Extract tables from document

To extract all tables from a document:

from groupdocs.parser import Parser

# Create an instance of Parser class
with Parser("./sample.xlsx") as parser:
    # Check if table extraction is supported
    if not parser.features.tables:
        print("Table extraction isn't supported")
        return
    
    # Extract tables from the document
    tables = parser.get_tables(None)
    
    if tables:
        table_index = 0
        for table in tables:
            table_index += 1
            print(f"
=== Table {table_index} ===")
            print(f"Rows: {table.row_count}, Columns: {table.column_count}")
            
            # Iterate over rows
            for row_index in range(table.row_count):
                # Iterate over columns
                for col_index in range(table.column_count):
                    # Get table cell
                    cell = table[row_index, col_index]
                    if cell:
                        print(f"{cell.text}\t", end="")
                print()  # New line after each row

The following sample file is used in this example: sample.xlsx

Expected behavior: Extracts all tables from the document with automatic table detection, returning structured table data with rows, columns, and cell values.

Extract tables from Excel spreadsheets

To extract tables from Excel files:

from groupdocs.parser import Parser

# Excel file path
excel_path = "data.xlsx"

# Create an instance of Parser class
with Parser(excel_path) as parser:
    # Check if table extraction is supported
    if not parser.features.tables:
        print("Table extraction not supported for this file")
        return
    
    # Extract tables (pass None for automatic detection)
    tables = parser.get_tables(None)
    
    if tables:
        for table_idx, table in enumerate(tables):
            print(f"
Table {table_idx + 1}:")
            print(f"Size: {table.row_count} rows × {table.column_count} columns")
            print(f"Page: {table.page.index + 1}")
            
            # Print table data
            for row in table.rows:
                row_data = []
                for cell in row.cells:
                    cell_text = cell.text if cell else ""
                    row_data.append(cell_text)
                print(" | ".join(row_data))

The following sample file is used in this example: data.xlsx

Expected behavior: Extracts structured table data from Excel spreadsheets, including all sheets and tables.

Extract tables with custom layout

To extract tables when you know the exact table structure:

from groupdocs.parser import Parser
from groupdocs.parser.options import PageTableAreaOptions
from groupdocs.parser.templates import TemplateTableLayout

# Create an instance of Parser class
with Parser("invoice.pdf") as parser:
    # Check if table extraction is supported
    if not parser.features.tables:
        print("Table extraction not supported")
        return
    
    # Define table layout (column and row separators in points)
    # Columns: x-coordinates of vertical separators
    # Rows: y-coordinates of horizontal separators
    layout = TemplateTableLayout(
        [50, 95, 275, 415, 485, 545],  # Column separators
        [325, 340, 365, 395]            # Row separators
    )
    
    # Create options for table extraction
    options = PageTableAreaOptions(layout)

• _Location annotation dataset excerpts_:
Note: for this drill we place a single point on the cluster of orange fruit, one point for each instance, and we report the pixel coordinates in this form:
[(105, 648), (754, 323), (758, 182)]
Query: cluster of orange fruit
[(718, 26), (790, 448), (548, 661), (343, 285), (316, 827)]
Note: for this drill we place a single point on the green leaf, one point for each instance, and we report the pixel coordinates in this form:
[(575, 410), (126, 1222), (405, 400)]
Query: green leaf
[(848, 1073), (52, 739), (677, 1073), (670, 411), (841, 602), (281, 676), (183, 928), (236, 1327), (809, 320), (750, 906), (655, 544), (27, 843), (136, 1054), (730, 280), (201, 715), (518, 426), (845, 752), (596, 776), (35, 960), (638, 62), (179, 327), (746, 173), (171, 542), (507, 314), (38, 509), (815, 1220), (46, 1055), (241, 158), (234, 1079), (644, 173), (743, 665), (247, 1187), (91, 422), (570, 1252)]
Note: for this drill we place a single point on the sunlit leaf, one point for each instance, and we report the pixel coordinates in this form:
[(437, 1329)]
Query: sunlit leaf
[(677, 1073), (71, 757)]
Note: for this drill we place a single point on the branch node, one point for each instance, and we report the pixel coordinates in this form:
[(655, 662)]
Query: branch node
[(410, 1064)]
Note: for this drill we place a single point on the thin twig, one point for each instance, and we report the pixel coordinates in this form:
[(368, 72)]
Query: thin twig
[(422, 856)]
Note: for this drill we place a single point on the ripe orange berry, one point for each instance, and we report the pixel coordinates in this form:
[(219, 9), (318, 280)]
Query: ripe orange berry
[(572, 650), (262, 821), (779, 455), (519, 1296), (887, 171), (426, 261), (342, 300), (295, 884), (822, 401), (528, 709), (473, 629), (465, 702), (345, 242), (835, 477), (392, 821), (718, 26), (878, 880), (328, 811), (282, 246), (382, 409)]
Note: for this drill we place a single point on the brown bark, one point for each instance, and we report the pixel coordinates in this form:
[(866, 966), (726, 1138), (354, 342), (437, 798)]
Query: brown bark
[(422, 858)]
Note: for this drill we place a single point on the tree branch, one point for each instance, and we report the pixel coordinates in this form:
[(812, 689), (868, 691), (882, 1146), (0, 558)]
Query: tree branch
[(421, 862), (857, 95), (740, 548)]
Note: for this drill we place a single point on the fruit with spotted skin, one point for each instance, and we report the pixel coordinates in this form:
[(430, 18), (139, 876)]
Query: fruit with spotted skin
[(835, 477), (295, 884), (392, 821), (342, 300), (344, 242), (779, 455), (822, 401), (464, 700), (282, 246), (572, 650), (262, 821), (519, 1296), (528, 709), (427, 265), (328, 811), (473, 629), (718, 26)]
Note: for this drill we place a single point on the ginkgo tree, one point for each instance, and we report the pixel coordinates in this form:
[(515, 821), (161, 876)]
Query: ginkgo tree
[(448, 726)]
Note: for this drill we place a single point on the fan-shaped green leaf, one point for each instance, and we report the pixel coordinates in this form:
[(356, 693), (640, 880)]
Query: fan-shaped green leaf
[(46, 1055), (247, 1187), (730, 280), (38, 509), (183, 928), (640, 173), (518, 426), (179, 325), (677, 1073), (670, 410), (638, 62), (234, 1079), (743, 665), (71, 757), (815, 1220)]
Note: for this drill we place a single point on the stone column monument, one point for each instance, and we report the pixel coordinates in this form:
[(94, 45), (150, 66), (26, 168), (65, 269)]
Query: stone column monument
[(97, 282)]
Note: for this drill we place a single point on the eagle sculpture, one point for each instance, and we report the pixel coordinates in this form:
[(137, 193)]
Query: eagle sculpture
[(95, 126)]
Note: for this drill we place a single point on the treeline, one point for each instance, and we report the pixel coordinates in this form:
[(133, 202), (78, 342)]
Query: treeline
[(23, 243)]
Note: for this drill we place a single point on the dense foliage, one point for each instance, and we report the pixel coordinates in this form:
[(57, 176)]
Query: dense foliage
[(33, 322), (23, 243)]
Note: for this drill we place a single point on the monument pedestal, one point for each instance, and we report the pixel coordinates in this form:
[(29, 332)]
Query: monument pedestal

• _What you need to do_:
1/ Can you give back the records from the line with "tree branch, one" up to and including the line with "[(421, 862), (857, 95), (740, 548)]", with "drill" changed to "exercise" and everything else left as is?
2/ Could you take the page on extracting tables further, picking up right after its last line?

• _Responses for each task_:
1/
Note: for this exercise we place a single point on the tree branch, one point for each instance, and we report the pixel coordinates in this form:
[(812, 689), (868, 691), (882, 1146), (0, 558)]
Query: tree branch
[(421, 862), (857, 95), (740, 548)]

2/
    
    # Extract tables with custom layout
    tables = parser.get_tables(options)
    
    if tables:
        for table in tables:
            print(f"
Table: {table.row_count} rows × {table.column_count} columns")
            
            # Print table content
            for row in table.rows:
                for cell in row.cells:
                    if cell:
                        print(f"{cell.text} | ", end="")
                print()

The following sample file is used in this example: invoice.pdf

Expected behavior: Extracts tables using predefined column and row positions, useful for structured documents like invoices or forms.

Convert table to CSV

To export extracted tables to CSV format:

from groupdocs.parser import Parser
import csv
import os

def export_tables_to_csv(file_path, output_dir):
    """
    Extract tables from document and save as CSV files.
    """
    os.makedirs(output_dir, exist_ok=True)
    
    with Parser(file_path) as parser:
        if not parser.features.tables:
            print("Table extraction not supported")
            return
        
        tables = parser.get_tables(None)
        
        if not tables:
            print("No tables found")
            return
        
        for table_idx, table in enumerate(tables):
            # Create CSV filename
            csv_filename = f"table_{table_idx + 1}.csv"
            csv_path = os.path.join(output_dir, csv_filename)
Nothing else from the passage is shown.